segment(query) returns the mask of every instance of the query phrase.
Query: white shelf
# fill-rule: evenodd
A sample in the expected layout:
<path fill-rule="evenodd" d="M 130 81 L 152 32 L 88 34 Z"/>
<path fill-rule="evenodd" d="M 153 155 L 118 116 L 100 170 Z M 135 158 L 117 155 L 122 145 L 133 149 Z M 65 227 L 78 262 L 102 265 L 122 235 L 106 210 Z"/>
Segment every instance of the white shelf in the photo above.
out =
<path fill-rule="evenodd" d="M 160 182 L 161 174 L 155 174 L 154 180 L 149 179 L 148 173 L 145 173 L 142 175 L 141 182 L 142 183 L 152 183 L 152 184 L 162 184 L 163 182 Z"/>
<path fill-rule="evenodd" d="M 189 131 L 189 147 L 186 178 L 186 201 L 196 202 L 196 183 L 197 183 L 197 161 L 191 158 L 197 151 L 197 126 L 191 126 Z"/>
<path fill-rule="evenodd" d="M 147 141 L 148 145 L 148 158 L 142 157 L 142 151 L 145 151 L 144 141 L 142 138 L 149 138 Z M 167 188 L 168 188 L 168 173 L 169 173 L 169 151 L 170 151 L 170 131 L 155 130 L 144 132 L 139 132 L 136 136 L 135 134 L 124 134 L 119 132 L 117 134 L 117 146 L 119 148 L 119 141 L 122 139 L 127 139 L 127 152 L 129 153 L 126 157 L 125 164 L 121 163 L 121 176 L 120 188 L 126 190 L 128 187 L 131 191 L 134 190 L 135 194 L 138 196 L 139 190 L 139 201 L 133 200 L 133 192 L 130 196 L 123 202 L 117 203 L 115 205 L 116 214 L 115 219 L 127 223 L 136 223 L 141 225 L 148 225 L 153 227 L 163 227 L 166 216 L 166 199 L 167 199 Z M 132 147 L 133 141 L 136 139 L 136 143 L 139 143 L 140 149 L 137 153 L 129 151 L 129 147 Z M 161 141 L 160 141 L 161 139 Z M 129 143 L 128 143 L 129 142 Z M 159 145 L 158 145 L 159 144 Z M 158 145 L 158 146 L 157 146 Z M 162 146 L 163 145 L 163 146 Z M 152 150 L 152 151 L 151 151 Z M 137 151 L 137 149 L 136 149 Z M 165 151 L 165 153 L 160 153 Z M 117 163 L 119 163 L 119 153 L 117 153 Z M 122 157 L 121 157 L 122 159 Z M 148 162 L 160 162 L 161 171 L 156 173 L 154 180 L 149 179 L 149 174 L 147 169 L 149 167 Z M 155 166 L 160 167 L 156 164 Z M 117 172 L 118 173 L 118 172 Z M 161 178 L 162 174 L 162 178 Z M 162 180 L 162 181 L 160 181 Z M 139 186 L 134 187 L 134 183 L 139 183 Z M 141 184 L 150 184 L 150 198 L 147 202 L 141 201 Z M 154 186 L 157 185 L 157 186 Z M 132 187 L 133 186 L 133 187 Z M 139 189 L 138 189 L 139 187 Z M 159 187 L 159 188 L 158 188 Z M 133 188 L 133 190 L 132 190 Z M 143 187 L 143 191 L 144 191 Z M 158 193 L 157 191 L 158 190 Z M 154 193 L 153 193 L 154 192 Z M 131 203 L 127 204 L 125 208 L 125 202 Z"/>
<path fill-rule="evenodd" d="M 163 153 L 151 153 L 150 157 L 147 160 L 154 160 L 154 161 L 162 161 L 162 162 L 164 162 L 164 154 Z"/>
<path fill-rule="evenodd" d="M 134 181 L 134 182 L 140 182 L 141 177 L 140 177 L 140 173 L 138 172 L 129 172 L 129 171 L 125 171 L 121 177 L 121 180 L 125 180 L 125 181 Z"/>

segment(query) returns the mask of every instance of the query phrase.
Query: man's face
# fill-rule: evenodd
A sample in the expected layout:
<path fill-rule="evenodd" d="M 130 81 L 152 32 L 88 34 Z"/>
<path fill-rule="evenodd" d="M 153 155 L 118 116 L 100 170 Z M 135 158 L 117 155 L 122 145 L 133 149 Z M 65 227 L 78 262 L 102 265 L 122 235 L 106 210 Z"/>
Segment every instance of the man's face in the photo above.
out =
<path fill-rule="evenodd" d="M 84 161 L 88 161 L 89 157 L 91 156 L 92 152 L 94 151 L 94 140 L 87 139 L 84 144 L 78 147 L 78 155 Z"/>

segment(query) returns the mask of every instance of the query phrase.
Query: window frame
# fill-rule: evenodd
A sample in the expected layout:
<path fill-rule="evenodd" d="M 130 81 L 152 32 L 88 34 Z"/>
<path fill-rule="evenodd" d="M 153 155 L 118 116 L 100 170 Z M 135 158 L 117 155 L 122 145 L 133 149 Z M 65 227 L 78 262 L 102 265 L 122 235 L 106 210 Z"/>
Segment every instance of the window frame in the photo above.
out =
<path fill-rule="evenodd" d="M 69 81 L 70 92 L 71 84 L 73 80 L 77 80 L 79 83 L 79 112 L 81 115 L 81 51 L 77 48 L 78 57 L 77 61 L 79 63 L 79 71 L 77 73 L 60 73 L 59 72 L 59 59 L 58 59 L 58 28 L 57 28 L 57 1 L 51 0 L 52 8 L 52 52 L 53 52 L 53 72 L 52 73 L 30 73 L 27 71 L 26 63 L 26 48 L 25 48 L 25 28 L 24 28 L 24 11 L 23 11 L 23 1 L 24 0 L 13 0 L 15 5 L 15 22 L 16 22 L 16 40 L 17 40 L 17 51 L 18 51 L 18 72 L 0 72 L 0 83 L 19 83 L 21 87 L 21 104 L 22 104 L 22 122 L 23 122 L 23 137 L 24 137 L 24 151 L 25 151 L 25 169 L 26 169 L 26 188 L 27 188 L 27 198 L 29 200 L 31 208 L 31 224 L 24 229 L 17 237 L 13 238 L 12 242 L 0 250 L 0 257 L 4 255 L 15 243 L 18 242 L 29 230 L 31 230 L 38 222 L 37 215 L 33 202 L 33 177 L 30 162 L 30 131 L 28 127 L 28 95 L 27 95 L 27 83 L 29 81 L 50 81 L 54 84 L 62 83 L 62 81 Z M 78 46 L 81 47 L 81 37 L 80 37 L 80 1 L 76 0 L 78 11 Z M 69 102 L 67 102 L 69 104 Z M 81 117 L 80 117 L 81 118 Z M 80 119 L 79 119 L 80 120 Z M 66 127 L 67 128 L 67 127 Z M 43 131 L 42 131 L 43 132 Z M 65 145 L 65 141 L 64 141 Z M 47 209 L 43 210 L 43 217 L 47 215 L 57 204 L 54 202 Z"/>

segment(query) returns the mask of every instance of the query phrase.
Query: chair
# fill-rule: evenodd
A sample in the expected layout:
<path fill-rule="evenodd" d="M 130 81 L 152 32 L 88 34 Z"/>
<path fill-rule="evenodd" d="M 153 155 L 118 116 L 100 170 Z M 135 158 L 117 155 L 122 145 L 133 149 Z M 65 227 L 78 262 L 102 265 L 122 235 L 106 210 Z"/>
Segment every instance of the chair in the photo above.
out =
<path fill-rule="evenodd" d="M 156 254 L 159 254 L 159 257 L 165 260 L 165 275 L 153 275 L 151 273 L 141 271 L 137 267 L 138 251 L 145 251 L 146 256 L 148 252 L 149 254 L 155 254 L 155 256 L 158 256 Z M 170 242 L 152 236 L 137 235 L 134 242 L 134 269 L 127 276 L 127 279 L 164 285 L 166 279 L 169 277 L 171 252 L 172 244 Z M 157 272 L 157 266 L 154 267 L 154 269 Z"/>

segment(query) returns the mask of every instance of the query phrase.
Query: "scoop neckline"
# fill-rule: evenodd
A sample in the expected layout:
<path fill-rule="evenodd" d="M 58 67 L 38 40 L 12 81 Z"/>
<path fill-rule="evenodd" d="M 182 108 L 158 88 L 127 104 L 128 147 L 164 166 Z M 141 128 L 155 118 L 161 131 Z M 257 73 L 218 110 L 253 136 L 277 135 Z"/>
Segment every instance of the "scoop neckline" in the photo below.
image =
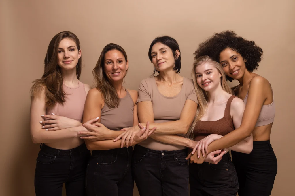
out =
<path fill-rule="evenodd" d="M 157 86 L 157 83 L 156 83 L 155 76 L 154 76 L 154 78 L 153 78 L 154 83 L 155 85 L 155 86 L 156 87 L 156 88 L 157 89 L 157 91 L 158 91 L 158 93 L 159 93 L 159 94 L 160 94 L 161 95 L 161 96 L 166 99 L 174 99 L 176 98 L 177 97 L 179 96 L 179 95 L 181 94 L 181 93 L 182 91 L 183 90 L 183 89 L 184 88 L 183 85 L 184 85 L 185 83 L 184 77 L 183 76 L 182 76 L 182 78 L 183 78 L 182 86 L 181 86 L 181 89 L 180 90 L 180 91 L 179 91 L 179 92 L 178 93 L 178 94 L 177 95 L 173 97 L 167 97 L 166 96 L 165 96 L 165 95 L 163 95 L 163 94 L 162 94 L 162 93 L 161 93 L 161 92 L 160 92 L 160 91 L 159 90 L 159 89 L 158 88 L 158 87 Z"/>

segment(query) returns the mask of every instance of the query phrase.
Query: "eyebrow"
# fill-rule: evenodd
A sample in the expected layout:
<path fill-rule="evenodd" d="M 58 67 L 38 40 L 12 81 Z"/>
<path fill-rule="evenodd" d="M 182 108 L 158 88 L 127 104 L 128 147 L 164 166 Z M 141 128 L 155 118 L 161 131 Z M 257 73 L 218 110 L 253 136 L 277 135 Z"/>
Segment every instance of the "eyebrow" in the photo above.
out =
<path fill-rule="evenodd" d="M 75 48 L 76 47 L 74 46 L 69 46 L 68 47 L 68 49 L 70 48 L 72 48 L 73 47 L 74 47 Z M 59 48 L 58 49 L 60 50 L 63 50 L 63 48 Z"/>
<path fill-rule="evenodd" d="M 204 72 L 206 72 L 206 71 L 209 71 L 209 70 L 212 70 L 212 69 L 206 69 L 205 71 L 204 71 Z M 197 73 L 196 73 L 196 74 L 197 74 L 197 73 L 200 73 L 200 72 L 197 72 Z"/>
<path fill-rule="evenodd" d="M 235 56 L 236 55 L 238 56 L 239 56 L 238 55 L 237 55 L 237 54 L 234 54 L 234 55 L 232 55 L 232 56 L 231 56 L 230 57 L 230 58 L 231 58 L 233 57 L 233 56 Z M 224 61 L 221 61 L 219 63 L 221 63 L 221 62 L 223 62 L 224 61 L 226 61 L 225 60 L 224 60 Z"/>
<path fill-rule="evenodd" d="M 159 50 L 163 50 L 163 49 L 166 49 L 166 50 L 167 49 L 167 48 L 166 48 L 164 47 L 164 48 L 160 48 L 160 49 Z M 153 53 L 156 53 L 155 52 L 151 52 L 150 53 L 150 54 L 153 54 Z"/>

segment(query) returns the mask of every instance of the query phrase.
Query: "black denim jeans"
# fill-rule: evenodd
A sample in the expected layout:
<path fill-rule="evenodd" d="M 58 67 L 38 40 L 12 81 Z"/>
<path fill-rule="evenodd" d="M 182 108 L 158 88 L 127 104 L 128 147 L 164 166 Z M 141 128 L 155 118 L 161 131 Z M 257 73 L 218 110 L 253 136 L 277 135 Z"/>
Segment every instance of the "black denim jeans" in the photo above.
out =
<path fill-rule="evenodd" d="M 35 172 L 36 196 L 61 196 L 64 182 L 67 195 L 85 195 L 85 171 L 90 152 L 85 144 L 69 150 L 41 145 Z"/>
<path fill-rule="evenodd" d="M 87 196 L 132 196 L 132 147 L 93 150 L 86 176 Z"/>
<path fill-rule="evenodd" d="M 140 196 L 188 196 L 187 149 L 160 151 L 136 145 L 132 173 Z"/>
<path fill-rule="evenodd" d="M 268 196 L 278 170 L 276 157 L 269 140 L 253 142 L 251 153 L 232 151 L 239 178 L 239 196 Z"/>
<path fill-rule="evenodd" d="M 237 172 L 228 153 L 216 165 L 204 162 L 189 164 L 191 196 L 236 195 Z"/>

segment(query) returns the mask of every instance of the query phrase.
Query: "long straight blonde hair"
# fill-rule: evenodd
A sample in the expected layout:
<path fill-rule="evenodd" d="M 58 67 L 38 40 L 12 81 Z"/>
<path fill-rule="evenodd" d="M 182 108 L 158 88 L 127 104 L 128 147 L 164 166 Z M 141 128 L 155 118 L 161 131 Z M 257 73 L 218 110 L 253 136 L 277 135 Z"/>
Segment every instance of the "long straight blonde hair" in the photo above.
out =
<path fill-rule="evenodd" d="M 192 71 L 192 75 L 199 105 L 195 119 L 189 131 L 186 135 L 186 137 L 193 140 L 194 139 L 193 132 L 196 125 L 198 120 L 204 115 L 208 106 L 208 93 L 206 91 L 200 87 L 197 83 L 197 78 L 196 76 L 196 68 L 198 66 L 203 65 L 206 63 L 211 63 L 215 66 L 215 67 L 221 74 L 220 81 L 222 89 L 230 94 L 233 94 L 232 91 L 226 82 L 226 76 L 223 69 L 219 63 L 213 60 L 207 55 L 201 56 L 195 60 L 194 62 L 194 67 Z"/>

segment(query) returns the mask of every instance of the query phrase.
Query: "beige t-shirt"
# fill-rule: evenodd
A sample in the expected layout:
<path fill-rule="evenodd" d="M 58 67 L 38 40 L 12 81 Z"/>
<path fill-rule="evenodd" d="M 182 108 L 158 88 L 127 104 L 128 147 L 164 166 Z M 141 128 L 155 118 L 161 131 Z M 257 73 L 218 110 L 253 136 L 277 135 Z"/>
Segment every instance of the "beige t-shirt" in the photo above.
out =
<path fill-rule="evenodd" d="M 176 96 L 169 97 L 159 91 L 153 77 L 143 80 L 139 85 L 137 103 L 149 101 L 152 102 L 155 123 L 179 120 L 180 114 L 187 99 L 197 103 L 198 101 L 193 80 L 183 77 L 181 89 Z M 182 135 L 180 135 L 183 136 Z M 157 150 L 175 150 L 186 148 L 184 146 L 168 144 L 150 138 L 139 144 L 146 148 Z"/>

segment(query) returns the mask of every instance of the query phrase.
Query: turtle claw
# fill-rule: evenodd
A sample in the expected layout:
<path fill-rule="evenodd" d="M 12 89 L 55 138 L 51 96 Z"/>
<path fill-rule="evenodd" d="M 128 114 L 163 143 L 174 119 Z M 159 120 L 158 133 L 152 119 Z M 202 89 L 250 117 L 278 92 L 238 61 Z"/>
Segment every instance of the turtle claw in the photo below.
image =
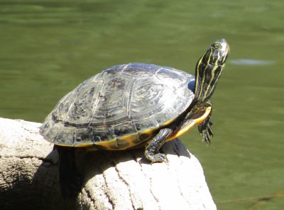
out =
<path fill-rule="evenodd" d="M 147 159 L 151 162 L 151 164 L 155 162 L 168 162 L 167 156 L 162 153 L 158 153 L 150 156 L 148 155 Z"/>
<path fill-rule="evenodd" d="M 198 125 L 198 130 L 200 131 L 202 141 L 205 142 L 208 145 L 210 144 L 211 137 L 213 137 L 213 130 L 211 128 L 211 125 L 212 125 L 213 122 L 210 117 L 208 117 L 204 121 Z"/>

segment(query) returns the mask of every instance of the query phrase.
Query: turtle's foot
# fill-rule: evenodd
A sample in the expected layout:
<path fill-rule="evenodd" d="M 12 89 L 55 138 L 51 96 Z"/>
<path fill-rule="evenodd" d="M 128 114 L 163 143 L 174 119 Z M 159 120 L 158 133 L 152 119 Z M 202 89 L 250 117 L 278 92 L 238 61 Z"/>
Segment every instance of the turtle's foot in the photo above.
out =
<path fill-rule="evenodd" d="M 165 154 L 162 153 L 151 154 L 151 152 L 147 152 L 147 151 L 146 151 L 145 157 L 151 163 L 168 162 L 167 156 L 165 156 Z"/>
<path fill-rule="evenodd" d="M 173 131 L 170 128 L 161 129 L 159 133 L 149 142 L 145 149 L 145 157 L 151 162 L 168 162 L 165 154 L 159 153 L 160 148 Z"/>
<path fill-rule="evenodd" d="M 208 145 L 210 144 L 210 139 L 213 137 L 213 130 L 211 128 L 211 125 L 212 125 L 213 122 L 210 117 L 208 117 L 198 125 L 198 130 L 200 131 L 202 140 Z"/>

# # #

Task to complete »
List every line in the data above that contains the word "scoop", copying each line in full.

Solution »
Query: "scoop neckline"
Segment every instance of the "scoop neckline" in the photo below.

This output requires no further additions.